___ Okuma Metni
Gaziantep Valiliği'ni Ziyaretlerinde Yaptıkları Açıklama

06.12.2013
Yazdır Paylaş Yazıları Büyült Yazıları Küçült

Değerli Basın Mensupları,

Bildiğiniz gibi dün Kilis ilimizi ziyaret etmiştim ve bu vesileyle misafir ettiğimiz Suriyeli komşularımızın barındığı kampları da yakından görmüştüm ve orada yapılanları da bizzat yakından incelemiştim.

Bu geceyi Gaziantep'te geçirdim ve bugün burada da bazı faaliyetlerim olacak. Ama sizler de biliyorsunuz ki, Cumhurbaşkanı olduktan sonra ilk ziyaret ettiğim illerden birisi Gaziantep'ti. Yanlış hatırlamıyorsam 2008 yılında gelmiştim. Şüphesiz ondan sonra da başka vesilelerle de Gaziantep’e geldim. Gaziantep ülkemizin en gözde illerinden birisidir. En parlayan illerinden birisidir. Ekonomisiyle, ticaretiyle, tarımıyla, -ki tarımı da çok farklıdır, kıymetli tarım ürünlerini yetiştiren bir ilimizdir-  ayrıca, kültür, turizm açısından da  Gaziantep giderek zenginliğini göstermeye başlamıştır. Gaziantep’in kendine has çok fazla özellikleri vardır. Bunları ne kadar saysak bitiremeyiz doğrusu. Gaziantepliler de şehirlerine her zaman çok sahip çıkarlar. Birçok şehrimizin örnek alacağı ve gelişmede, kalkınmada doğrusu takdir edeceği başarıları olan bir ilimizdir. Bundan dolayı hepimiz her zaman çok gurur duyuyoruz.
______
___ Ham kayıtlar
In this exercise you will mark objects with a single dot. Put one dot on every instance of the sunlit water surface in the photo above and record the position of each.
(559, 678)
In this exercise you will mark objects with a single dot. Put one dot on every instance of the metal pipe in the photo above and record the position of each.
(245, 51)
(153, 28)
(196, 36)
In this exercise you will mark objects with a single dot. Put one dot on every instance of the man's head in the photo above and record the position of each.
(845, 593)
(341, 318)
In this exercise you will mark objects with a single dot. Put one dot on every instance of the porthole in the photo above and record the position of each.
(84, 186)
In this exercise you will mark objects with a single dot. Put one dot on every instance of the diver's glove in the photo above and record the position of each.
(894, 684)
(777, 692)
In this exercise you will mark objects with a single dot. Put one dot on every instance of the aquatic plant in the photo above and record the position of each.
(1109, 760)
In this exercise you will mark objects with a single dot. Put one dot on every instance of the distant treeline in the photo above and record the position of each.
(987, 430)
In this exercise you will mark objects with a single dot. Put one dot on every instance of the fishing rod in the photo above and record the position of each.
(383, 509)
______
* [Alıştırmalar]:
1/ Açıklamaya göre konuşmacı Gaziantep'ten önceki gün hangi ili ziyaret etmişti?
2/ Açıklamadaki "Gaziantep Valiliği'ni Ziyaretlerinde" ile "bizzat yakından incelemiştim." arasındaki bölümü, bu ifadeler de dâhil olmak üzere, aynen yeniden yazın.
Kayıtlar farklı bir kaynaktan alınmıştır.

* [Çözümler]:
1/ Kilis'i.

2/
Gaziantep Valiliği'ni Ziyaretlerinde Yaptıkları Açıklama

06.12.2013
Yazdır Paylaş Yazıları Büyült Yazıları Küçült

Değerli Basın Mensupları,

Bildiğiniz gibi dün Kilis ilimizi ziyaret etmiştim ve bu vesileyle misafir ettiğimiz Suriyeli komşularımızın barındığı kampları da yakından görmüştüm ve orada yapılanları da bizzat yakından incelemiştim.